**WORK TASK**
From the entries that follow, pick out all lines holding "white".

※

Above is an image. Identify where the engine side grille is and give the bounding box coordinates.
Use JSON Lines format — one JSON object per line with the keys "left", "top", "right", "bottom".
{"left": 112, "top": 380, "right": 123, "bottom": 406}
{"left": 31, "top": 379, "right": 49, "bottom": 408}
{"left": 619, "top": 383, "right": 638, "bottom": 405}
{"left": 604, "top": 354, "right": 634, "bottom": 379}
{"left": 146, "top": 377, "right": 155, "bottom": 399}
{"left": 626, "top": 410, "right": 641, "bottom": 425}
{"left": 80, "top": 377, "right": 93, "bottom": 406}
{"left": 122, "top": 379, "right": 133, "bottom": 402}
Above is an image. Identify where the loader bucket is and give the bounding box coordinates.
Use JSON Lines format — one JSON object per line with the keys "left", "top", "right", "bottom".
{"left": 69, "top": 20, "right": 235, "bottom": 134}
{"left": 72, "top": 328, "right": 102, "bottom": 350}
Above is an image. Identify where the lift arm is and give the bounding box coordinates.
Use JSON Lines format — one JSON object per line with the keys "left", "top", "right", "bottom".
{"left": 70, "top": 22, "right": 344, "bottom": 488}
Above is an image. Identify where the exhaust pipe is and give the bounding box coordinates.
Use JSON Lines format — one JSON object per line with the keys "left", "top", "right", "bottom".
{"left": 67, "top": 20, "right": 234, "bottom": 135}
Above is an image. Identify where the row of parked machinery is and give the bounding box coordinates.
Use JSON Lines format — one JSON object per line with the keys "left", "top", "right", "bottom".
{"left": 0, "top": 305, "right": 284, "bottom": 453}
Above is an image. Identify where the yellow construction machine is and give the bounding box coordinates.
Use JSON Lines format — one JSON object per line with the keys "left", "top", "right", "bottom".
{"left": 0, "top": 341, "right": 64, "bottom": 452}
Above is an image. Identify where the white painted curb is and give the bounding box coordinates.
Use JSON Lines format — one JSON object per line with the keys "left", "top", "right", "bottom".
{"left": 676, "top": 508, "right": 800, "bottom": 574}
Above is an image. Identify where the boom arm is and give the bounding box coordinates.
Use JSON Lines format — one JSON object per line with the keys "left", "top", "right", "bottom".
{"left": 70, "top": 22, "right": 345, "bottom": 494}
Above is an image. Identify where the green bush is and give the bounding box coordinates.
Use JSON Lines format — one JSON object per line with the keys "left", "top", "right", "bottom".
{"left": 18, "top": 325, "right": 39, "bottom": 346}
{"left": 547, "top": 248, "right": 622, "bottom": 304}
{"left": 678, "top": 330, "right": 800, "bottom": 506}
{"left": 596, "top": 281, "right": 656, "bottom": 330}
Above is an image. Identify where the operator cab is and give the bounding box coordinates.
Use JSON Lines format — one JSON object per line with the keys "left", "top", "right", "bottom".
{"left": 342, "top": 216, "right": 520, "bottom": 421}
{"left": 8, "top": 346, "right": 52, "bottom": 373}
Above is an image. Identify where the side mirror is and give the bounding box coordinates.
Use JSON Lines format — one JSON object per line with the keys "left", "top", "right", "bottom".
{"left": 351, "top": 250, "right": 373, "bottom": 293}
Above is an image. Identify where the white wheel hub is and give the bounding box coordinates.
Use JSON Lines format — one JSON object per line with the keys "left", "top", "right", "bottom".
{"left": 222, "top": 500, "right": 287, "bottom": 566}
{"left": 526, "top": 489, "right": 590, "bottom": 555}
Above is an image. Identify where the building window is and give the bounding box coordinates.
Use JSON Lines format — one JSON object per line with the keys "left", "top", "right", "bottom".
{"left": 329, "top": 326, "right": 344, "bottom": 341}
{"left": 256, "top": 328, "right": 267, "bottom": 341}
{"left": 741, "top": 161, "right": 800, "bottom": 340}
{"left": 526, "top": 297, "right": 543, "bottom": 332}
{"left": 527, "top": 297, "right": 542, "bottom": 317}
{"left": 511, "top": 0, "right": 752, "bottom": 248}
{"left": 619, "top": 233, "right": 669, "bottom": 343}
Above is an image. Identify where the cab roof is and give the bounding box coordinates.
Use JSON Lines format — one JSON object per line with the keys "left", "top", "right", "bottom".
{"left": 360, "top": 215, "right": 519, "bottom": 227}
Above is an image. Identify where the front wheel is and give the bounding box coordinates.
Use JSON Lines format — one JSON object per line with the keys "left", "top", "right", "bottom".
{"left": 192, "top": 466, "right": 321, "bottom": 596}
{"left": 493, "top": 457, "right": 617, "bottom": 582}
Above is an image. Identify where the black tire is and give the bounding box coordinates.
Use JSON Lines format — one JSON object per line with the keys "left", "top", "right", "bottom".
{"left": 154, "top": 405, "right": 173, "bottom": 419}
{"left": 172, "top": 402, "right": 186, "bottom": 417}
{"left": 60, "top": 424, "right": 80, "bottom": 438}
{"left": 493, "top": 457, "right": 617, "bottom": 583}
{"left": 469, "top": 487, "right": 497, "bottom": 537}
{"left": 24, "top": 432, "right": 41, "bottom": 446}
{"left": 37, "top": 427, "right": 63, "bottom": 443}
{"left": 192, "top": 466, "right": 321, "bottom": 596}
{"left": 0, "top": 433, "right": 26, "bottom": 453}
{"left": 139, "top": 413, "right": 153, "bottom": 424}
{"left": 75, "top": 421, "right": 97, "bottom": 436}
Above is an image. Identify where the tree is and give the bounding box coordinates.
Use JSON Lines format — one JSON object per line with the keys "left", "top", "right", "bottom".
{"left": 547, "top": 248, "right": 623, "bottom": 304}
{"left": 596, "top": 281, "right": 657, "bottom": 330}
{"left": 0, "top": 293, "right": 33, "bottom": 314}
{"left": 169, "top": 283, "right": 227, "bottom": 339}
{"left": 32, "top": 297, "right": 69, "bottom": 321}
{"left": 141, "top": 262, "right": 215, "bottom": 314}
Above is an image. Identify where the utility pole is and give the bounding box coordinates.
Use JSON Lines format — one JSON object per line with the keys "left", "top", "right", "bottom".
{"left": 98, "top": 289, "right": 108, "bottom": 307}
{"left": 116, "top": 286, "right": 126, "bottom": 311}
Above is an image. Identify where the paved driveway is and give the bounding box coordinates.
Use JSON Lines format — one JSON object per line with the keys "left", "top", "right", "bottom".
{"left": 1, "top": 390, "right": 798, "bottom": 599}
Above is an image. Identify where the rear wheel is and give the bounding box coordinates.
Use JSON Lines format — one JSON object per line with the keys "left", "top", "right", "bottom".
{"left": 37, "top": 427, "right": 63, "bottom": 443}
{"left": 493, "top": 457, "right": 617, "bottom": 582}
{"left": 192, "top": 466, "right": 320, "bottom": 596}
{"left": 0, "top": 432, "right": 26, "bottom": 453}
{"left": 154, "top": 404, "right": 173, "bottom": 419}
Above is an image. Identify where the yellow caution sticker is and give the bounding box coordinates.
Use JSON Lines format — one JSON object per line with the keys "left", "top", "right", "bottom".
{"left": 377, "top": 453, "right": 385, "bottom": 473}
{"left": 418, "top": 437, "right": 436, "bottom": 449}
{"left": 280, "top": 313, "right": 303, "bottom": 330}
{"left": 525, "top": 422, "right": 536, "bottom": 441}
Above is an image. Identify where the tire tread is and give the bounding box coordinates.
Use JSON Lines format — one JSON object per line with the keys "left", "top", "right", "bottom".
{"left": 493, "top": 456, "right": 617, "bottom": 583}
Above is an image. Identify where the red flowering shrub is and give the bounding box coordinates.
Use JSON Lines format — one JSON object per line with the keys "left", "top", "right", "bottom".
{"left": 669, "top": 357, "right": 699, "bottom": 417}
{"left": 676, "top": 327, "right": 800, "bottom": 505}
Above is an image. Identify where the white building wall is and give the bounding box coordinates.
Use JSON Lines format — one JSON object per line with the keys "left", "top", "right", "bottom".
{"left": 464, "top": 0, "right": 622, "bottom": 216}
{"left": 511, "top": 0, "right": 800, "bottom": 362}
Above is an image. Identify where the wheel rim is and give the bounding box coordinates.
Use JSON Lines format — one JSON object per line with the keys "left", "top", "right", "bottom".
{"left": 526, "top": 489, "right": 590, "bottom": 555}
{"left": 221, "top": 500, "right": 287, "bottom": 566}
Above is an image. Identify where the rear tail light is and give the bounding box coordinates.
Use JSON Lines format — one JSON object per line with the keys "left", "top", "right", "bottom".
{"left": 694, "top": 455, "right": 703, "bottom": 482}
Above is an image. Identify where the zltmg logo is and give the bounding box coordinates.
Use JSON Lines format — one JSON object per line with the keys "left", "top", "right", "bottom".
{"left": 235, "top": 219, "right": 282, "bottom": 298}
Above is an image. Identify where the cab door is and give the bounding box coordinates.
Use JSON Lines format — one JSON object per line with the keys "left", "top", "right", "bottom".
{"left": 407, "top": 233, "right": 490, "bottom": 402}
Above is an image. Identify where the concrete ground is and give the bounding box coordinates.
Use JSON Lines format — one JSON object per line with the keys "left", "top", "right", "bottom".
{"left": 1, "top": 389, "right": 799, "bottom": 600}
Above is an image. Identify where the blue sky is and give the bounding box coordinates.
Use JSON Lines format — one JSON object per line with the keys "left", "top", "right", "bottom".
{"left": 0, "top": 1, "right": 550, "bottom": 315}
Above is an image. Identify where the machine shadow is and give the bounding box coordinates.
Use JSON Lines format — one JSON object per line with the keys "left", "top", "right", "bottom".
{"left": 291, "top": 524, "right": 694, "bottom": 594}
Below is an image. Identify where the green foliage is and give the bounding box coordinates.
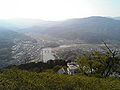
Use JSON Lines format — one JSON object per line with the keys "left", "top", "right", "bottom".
{"left": 0, "top": 40, "right": 14, "bottom": 68}
{"left": 7, "top": 60, "right": 67, "bottom": 73}
{"left": 77, "top": 51, "right": 120, "bottom": 77}
{"left": 0, "top": 48, "right": 12, "bottom": 60}
{"left": 0, "top": 68, "right": 120, "bottom": 90}
{"left": 53, "top": 65, "right": 62, "bottom": 72}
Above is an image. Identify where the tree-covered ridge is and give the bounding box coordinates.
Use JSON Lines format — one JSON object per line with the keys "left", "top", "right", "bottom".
{"left": 0, "top": 28, "right": 36, "bottom": 68}
{"left": 0, "top": 68, "right": 120, "bottom": 90}
{"left": 0, "top": 30, "right": 16, "bottom": 68}
{"left": 7, "top": 60, "right": 67, "bottom": 73}
{"left": 77, "top": 51, "right": 120, "bottom": 77}
{"left": 22, "top": 16, "right": 120, "bottom": 44}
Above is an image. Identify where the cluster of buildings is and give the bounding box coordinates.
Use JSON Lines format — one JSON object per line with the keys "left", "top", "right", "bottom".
{"left": 11, "top": 39, "right": 43, "bottom": 64}
{"left": 58, "top": 62, "right": 79, "bottom": 75}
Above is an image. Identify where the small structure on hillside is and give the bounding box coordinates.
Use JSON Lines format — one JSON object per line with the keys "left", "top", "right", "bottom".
{"left": 67, "top": 62, "right": 79, "bottom": 75}
{"left": 58, "top": 68, "right": 67, "bottom": 74}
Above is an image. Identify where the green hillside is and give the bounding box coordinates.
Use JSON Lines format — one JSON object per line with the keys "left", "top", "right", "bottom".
{"left": 0, "top": 28, "right": 28, "bottom": 68}
{"left": 0, "top": 68, "right": 120, "bottom": 90}
{"left": 24, "top": 16, "right": 120, "bottom": 43}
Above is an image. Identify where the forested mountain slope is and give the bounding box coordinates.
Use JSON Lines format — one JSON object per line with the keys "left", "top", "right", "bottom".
{"left": 22, "top": 16, "right": 120, "bottom": 43}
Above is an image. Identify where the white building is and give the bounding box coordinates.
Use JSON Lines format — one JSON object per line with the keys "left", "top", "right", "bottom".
{"left": 67, "top": 62, "right": 79, "bottom": 75}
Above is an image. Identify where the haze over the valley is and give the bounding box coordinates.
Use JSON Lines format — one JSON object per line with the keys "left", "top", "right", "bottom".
{"left": 0, "top": 0, "right": 120, "bottom": 67}
{"left": 1, "top": 0, "right": 120, "bottom": 89}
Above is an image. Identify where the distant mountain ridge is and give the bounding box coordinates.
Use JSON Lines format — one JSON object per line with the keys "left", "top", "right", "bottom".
{"left": 0, "top": 16, "right": 120, "bottom": 43}
{"left": 20, "top": 16, "right": 120, "bottom": 43}
{"left": 0, "top": 18, "right": 48, "bottom": 30}
{"left": 113, "top": 17, "right": 120, "bottom": 20}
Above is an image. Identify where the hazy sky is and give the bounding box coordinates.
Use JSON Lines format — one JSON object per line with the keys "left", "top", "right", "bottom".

※

**RESULT BELOW**
Above is an image. Identify where the white painted curb is and give the bounding box coordinates.
Above is an image. Identify where the white wheel hub is and give the bounding box coordinates.
Above is an image. Identify where the white building wall is and give the bounding box coordinates.
Above is an image. Identify where the white building is and give the bounding box coordinates.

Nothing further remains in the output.